Work instructions - In the listing below, find each line with the string "tire" and report it.

Excerpted records -
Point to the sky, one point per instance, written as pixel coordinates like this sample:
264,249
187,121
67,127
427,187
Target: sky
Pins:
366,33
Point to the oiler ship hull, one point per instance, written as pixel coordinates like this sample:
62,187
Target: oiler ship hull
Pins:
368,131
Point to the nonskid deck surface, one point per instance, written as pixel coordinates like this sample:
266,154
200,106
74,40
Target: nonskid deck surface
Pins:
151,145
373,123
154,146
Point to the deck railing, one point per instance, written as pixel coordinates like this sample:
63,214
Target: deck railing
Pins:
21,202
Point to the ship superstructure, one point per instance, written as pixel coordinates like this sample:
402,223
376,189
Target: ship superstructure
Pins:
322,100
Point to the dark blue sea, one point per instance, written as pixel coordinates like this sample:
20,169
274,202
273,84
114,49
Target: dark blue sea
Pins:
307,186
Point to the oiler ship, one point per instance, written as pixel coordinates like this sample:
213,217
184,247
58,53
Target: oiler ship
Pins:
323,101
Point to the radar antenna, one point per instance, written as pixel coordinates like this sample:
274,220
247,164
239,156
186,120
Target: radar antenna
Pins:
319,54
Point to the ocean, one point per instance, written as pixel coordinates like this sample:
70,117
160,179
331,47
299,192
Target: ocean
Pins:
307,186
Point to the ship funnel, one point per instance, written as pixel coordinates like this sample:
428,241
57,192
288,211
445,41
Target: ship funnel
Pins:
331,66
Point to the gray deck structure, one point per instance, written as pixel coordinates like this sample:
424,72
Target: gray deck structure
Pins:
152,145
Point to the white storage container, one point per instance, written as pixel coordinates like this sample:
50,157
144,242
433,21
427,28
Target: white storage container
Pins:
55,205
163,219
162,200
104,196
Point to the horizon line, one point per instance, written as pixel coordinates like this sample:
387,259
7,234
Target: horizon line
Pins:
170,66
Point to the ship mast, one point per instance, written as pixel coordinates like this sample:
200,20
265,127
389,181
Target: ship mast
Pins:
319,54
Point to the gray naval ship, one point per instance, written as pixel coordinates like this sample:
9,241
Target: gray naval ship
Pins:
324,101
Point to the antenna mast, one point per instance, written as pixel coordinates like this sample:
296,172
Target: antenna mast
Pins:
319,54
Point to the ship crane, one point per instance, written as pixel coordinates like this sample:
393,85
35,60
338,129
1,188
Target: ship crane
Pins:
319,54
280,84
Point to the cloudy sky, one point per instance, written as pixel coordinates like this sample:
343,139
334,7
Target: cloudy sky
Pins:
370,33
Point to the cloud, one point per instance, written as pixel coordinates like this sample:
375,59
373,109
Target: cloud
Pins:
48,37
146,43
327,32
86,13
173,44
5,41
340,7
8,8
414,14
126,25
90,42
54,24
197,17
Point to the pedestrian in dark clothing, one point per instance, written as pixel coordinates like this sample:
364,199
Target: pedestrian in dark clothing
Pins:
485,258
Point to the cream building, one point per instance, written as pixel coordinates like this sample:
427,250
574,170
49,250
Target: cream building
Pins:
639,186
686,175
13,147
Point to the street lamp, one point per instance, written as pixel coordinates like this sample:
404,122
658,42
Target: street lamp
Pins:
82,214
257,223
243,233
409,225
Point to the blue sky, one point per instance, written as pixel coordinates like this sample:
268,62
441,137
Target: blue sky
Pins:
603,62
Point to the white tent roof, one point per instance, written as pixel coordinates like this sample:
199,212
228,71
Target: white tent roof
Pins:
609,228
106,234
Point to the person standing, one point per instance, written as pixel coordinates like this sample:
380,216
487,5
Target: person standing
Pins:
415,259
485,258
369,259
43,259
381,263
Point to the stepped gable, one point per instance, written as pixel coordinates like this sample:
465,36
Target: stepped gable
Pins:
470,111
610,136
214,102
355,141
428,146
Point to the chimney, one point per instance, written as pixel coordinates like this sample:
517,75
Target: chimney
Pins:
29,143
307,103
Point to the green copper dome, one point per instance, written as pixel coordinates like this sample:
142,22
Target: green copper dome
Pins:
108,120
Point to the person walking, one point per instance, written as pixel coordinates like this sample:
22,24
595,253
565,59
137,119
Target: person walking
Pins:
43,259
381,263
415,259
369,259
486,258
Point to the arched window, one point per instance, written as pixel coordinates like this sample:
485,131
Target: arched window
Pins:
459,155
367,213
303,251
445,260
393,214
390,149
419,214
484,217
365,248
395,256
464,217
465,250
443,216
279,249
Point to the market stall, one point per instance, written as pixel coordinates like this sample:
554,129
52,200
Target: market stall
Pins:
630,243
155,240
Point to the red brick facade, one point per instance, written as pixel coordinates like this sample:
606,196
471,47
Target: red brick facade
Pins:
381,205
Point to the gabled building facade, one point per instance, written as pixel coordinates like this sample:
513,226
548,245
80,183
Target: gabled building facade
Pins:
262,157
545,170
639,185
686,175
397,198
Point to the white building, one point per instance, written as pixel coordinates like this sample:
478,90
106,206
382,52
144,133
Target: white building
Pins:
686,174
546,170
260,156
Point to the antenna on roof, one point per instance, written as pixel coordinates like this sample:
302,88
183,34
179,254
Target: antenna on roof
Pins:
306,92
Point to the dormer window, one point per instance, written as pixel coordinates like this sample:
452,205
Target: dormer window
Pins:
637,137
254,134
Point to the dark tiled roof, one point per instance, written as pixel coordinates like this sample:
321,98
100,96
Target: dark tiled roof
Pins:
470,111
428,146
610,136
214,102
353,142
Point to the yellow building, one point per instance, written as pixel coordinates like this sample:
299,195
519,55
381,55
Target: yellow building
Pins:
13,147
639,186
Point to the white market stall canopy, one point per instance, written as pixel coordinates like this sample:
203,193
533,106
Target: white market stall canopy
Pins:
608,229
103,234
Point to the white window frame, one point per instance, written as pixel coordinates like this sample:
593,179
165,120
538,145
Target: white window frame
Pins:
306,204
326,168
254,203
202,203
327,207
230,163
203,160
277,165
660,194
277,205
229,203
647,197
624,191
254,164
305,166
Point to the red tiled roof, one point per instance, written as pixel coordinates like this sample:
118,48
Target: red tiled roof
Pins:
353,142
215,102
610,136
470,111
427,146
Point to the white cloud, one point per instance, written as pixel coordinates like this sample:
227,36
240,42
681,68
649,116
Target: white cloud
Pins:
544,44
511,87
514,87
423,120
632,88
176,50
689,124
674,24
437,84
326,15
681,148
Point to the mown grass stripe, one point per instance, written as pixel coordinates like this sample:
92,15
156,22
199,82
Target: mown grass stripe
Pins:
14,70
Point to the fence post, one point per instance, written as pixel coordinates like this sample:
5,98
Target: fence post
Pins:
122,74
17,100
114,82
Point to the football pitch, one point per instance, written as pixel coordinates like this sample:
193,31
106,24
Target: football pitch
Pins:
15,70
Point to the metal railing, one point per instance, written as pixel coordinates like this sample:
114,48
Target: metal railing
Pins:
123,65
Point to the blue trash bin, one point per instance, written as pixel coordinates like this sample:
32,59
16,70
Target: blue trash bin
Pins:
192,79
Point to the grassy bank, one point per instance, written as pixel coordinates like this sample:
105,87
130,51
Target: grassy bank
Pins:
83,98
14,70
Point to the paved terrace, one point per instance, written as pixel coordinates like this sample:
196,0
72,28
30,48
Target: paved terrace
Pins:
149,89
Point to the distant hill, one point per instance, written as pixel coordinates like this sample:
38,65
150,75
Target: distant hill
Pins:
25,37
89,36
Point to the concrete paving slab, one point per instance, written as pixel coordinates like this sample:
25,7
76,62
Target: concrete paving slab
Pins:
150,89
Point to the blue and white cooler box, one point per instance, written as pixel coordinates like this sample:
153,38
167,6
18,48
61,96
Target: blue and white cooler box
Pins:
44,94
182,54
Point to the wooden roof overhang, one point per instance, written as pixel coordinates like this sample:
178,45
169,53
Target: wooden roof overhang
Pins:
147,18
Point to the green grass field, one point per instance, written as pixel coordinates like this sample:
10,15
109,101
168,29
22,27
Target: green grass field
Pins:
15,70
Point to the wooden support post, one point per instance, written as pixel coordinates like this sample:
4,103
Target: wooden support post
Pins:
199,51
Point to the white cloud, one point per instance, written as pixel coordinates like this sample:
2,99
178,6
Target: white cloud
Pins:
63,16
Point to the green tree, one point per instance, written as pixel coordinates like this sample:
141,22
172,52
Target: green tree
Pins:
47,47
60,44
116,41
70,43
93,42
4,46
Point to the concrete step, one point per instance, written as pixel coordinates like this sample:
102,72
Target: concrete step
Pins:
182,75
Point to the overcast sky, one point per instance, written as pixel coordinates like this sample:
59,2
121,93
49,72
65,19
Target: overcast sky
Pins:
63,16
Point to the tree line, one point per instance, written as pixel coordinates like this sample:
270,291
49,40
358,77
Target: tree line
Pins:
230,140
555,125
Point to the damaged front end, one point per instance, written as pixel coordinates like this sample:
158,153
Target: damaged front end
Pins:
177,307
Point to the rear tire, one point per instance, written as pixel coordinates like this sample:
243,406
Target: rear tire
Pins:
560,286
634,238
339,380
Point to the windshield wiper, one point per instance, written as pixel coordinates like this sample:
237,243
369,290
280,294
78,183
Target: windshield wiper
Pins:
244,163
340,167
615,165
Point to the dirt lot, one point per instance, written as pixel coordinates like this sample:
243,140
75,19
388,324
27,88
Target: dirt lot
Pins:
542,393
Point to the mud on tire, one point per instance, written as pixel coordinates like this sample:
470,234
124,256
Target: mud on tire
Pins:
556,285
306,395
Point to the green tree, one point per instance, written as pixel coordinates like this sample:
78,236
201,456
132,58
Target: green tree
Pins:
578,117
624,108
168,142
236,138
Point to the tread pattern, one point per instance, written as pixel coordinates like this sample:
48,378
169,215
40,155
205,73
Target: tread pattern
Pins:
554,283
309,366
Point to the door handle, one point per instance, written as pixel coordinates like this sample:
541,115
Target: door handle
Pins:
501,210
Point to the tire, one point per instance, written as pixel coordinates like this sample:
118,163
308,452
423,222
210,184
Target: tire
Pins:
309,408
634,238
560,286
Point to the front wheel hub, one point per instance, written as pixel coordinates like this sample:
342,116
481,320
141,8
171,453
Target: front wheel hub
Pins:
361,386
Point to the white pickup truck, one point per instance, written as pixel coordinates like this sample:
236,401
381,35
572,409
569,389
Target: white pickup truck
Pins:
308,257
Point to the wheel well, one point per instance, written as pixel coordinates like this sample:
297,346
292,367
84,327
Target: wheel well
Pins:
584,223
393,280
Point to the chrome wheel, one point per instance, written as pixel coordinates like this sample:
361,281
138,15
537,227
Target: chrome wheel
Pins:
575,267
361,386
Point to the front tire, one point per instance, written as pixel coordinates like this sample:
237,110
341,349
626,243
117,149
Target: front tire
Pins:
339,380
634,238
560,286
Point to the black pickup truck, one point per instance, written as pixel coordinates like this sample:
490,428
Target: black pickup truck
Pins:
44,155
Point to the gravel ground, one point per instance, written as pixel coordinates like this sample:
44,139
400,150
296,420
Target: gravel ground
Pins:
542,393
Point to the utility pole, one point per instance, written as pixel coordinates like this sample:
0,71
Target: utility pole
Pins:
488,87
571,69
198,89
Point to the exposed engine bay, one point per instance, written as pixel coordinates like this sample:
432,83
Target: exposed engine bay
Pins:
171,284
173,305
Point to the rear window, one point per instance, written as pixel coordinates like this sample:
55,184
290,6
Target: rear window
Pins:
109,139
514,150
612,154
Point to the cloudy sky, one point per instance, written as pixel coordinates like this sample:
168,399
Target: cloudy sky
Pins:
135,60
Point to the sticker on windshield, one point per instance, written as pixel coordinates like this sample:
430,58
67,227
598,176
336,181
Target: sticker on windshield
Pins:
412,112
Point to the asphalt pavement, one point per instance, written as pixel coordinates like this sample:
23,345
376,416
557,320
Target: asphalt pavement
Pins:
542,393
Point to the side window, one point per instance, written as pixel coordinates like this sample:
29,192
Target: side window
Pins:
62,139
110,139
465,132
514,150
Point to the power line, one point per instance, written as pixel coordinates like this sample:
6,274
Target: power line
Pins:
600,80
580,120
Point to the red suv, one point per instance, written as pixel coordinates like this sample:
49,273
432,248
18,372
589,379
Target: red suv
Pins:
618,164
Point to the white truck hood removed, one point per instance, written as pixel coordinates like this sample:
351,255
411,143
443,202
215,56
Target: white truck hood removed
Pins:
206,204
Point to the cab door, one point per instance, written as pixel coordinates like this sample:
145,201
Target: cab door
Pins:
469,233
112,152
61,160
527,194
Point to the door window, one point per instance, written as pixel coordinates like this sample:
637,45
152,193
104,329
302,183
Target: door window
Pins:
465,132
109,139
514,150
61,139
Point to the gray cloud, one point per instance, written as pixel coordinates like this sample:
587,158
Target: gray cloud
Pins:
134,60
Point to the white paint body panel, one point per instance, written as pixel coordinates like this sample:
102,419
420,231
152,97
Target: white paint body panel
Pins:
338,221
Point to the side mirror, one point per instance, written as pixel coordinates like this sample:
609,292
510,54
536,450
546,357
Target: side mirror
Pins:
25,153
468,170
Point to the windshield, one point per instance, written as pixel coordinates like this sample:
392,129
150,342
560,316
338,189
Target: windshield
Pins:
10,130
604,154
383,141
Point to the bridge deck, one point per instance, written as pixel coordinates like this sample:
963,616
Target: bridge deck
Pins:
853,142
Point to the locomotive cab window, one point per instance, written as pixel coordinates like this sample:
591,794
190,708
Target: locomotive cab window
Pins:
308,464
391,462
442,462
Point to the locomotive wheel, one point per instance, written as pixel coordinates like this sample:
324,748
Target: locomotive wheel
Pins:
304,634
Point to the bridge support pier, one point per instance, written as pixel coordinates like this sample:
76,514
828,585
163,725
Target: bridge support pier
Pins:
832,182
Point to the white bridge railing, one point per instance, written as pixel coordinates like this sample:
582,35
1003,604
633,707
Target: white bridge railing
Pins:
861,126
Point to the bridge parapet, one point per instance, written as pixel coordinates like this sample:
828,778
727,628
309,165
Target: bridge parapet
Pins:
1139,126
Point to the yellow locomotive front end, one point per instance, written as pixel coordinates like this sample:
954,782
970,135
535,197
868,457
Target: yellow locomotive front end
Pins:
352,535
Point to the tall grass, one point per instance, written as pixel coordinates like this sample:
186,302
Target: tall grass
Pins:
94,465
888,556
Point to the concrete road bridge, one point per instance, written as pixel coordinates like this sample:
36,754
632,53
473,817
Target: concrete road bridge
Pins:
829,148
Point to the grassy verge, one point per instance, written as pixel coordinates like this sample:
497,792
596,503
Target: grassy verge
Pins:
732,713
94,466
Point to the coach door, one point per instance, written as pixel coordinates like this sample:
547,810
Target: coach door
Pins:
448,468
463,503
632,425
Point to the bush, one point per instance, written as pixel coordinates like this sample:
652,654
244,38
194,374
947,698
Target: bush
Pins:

Written reply -
Point to the rear tire, one point per instance, written as pixel coordinates like this sample:
Target: rear tire
Point to the mud on tire, one point per instance, written as pixel coordinates like this sample:
Target: mud on tire
Point to the tire, one point per instance, written as pixel coordinates like this sample:
Target: tire
Point to the front tire, one point per instance, written as pixel coordinates like this sample:
Target: front tire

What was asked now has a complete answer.